# ASSIGNED TASK
Find the line with "Tag the terracotta". Repeat it and each line after it, exactly, down to the end of the records below.

(Referring expression data)
□ □ □ □ □
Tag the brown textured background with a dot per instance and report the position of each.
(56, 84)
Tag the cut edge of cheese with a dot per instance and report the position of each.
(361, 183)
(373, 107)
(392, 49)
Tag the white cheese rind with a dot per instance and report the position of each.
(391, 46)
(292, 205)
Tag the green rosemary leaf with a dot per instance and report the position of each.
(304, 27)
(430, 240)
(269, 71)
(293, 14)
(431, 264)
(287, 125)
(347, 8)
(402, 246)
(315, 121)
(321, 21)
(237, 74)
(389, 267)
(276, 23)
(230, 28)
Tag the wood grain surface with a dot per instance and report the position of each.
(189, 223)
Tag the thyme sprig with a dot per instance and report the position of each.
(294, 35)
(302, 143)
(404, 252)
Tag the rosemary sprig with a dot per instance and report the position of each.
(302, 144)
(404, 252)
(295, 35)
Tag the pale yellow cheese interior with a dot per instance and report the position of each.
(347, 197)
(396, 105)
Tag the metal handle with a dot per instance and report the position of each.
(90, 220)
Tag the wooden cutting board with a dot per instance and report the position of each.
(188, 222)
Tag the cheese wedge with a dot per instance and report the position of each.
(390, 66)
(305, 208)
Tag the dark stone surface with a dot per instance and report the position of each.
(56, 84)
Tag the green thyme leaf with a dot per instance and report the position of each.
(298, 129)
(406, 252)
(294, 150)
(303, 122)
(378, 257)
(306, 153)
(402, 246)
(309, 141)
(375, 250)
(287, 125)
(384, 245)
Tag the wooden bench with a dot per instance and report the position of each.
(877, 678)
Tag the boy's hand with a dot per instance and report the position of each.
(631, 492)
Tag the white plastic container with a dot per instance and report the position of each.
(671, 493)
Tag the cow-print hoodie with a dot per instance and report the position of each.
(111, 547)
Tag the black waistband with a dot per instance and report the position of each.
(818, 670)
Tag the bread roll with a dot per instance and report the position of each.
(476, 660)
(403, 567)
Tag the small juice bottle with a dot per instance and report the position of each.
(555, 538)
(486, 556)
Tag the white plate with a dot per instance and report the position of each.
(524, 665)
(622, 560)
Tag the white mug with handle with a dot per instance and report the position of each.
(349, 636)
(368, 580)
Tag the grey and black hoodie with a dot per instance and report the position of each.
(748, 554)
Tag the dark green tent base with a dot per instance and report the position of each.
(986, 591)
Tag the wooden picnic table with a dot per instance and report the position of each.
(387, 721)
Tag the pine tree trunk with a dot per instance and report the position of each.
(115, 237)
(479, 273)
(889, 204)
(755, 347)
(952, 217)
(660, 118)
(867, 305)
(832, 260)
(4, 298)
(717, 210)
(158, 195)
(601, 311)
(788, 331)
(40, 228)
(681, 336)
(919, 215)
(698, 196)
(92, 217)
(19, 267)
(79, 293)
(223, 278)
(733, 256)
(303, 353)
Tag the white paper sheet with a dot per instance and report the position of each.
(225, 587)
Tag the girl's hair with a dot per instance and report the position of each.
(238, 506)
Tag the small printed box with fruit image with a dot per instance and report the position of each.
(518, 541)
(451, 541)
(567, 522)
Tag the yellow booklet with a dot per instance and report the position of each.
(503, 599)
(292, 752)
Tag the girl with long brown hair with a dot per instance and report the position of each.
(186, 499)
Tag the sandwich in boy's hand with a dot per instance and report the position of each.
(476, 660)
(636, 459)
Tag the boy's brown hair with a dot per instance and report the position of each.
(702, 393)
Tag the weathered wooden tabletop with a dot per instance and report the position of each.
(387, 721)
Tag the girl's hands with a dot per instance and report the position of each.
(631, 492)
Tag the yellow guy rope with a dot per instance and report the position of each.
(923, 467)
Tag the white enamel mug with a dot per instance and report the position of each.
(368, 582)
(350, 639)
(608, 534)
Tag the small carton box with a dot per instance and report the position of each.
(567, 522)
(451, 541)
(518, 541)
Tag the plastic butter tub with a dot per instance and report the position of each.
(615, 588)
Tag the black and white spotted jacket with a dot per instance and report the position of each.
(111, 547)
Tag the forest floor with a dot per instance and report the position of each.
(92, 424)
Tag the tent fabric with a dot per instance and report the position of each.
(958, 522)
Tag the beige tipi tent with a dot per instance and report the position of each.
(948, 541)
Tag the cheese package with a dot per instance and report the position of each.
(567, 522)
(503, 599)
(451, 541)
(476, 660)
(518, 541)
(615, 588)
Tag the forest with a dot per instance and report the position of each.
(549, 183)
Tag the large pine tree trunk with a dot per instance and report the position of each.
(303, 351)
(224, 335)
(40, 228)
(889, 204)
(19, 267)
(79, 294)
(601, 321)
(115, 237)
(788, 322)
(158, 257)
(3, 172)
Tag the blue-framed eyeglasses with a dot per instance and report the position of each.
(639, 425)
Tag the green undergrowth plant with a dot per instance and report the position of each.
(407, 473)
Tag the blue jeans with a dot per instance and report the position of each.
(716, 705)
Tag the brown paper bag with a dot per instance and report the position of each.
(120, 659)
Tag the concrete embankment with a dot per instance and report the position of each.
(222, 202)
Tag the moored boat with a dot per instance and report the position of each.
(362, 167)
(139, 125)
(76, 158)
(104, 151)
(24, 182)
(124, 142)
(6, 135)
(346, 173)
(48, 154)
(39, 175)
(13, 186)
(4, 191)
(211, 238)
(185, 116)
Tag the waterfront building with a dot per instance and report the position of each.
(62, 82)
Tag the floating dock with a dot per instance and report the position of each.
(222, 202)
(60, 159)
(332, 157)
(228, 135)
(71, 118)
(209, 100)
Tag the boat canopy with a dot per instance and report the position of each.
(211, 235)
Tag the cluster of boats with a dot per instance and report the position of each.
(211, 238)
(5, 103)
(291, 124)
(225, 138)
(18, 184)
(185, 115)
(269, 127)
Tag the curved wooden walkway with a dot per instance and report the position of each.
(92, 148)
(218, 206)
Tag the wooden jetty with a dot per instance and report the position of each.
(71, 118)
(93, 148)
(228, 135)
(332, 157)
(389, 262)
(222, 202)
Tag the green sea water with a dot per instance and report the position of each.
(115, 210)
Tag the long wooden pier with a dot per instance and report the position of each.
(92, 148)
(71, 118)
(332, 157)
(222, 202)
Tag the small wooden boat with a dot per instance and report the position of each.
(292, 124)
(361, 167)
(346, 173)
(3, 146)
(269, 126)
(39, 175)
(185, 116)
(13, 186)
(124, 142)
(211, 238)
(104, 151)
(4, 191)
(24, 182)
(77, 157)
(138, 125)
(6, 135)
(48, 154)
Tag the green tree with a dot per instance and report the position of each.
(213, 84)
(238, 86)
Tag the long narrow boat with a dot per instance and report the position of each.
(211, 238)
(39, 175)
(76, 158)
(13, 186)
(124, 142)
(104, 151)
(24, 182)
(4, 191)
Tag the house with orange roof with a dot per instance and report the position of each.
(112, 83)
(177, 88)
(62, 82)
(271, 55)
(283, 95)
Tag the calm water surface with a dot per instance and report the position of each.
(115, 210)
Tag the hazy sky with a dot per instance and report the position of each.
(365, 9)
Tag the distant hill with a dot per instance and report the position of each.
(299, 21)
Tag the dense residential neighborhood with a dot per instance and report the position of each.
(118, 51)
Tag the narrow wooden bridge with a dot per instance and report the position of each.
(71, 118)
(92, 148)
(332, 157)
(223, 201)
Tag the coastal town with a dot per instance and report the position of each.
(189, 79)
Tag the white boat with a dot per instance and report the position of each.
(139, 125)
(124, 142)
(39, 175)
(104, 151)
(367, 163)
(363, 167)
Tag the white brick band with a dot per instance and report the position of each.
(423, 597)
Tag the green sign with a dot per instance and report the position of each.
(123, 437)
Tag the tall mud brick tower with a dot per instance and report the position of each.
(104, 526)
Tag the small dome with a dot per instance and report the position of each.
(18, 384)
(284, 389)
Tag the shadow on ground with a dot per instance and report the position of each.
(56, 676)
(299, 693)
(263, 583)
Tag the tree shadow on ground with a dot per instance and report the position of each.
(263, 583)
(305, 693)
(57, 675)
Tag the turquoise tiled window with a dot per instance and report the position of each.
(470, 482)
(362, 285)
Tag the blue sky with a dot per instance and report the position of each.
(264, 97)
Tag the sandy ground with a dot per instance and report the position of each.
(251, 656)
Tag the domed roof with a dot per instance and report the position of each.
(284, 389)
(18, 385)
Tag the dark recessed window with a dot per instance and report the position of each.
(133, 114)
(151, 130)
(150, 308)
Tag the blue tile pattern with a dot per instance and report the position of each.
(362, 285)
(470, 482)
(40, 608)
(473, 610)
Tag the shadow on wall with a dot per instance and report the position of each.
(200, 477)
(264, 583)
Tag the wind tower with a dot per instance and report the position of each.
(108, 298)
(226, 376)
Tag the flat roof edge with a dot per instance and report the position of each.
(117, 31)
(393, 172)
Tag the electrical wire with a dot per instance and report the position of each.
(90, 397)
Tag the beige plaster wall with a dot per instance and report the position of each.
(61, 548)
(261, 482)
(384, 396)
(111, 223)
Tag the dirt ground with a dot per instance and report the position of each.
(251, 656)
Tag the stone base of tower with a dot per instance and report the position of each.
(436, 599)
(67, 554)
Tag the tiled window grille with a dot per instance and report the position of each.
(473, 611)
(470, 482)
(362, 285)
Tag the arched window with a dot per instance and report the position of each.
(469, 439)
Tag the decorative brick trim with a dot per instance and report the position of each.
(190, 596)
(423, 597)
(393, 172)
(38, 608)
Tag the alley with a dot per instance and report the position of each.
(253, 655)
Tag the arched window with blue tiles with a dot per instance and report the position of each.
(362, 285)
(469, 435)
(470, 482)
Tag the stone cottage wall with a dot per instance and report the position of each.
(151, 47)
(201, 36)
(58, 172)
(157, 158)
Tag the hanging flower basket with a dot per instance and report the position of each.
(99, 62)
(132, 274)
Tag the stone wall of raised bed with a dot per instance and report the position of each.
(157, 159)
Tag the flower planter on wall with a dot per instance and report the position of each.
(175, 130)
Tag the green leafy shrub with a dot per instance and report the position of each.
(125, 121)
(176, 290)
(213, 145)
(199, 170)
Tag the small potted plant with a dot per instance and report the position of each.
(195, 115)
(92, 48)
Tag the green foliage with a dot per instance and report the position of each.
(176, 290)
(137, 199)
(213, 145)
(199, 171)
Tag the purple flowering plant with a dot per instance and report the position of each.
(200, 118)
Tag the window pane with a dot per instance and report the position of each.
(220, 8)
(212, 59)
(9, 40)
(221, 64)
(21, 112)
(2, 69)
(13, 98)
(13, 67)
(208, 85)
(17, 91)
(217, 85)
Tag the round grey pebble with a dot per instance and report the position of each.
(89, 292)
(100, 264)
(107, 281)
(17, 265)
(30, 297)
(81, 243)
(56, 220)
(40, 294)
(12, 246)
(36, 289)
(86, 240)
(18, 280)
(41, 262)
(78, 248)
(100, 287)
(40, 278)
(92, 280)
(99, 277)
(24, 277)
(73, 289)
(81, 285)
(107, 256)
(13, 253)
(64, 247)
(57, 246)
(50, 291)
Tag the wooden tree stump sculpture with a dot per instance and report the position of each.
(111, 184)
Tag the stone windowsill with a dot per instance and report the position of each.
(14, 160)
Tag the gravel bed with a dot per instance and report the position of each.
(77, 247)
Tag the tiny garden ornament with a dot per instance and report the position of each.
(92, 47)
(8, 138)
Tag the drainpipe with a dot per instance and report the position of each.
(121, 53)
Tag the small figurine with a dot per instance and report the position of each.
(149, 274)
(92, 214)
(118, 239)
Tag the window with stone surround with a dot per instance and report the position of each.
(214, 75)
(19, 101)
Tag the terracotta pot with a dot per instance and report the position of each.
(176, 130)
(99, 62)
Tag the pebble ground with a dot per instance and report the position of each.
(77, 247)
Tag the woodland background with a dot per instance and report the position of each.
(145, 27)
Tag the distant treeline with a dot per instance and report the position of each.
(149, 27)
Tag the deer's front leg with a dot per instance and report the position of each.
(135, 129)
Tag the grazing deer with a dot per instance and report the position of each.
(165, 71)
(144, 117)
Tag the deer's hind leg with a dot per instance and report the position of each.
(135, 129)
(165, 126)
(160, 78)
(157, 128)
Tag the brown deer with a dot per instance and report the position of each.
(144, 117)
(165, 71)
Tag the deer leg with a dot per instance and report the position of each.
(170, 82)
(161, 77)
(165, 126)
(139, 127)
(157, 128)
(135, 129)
□ □ □ □ □
# RESULT
Tag the terracotta pot with a dot per instance and report the position of each.
(176, 130)
(99, 62)
Tag the pebble ground with a dot per instance and report the position of each.
(77, 247)
Tag the woodland background with a dot per instance and report the position of each.
(145, 27)
Tag the distant treeline with a dot per instance and report the position of each.
(149, 27)
Tag the deer's front leg with a dot per instance and report the position of each.
(135, 129)
Tag the grazing deer with a dot per instance and report the position of each.
(165, 71)
(144, 117)
Tag the deer's hind leg with a dot per instance and report the position of each.
(135, 129)
(165, 126)
(160, 78)
(157, 128)
Tag the brown deer with a dot per instance and report the position of each.
(144, 117)
(165, 71)
Tag the deer leg with a dot per instance and report the position of each.
(170, 82)
(161, 77)
(165, 126)
(139, 127)
(157, 128)
(135, 129)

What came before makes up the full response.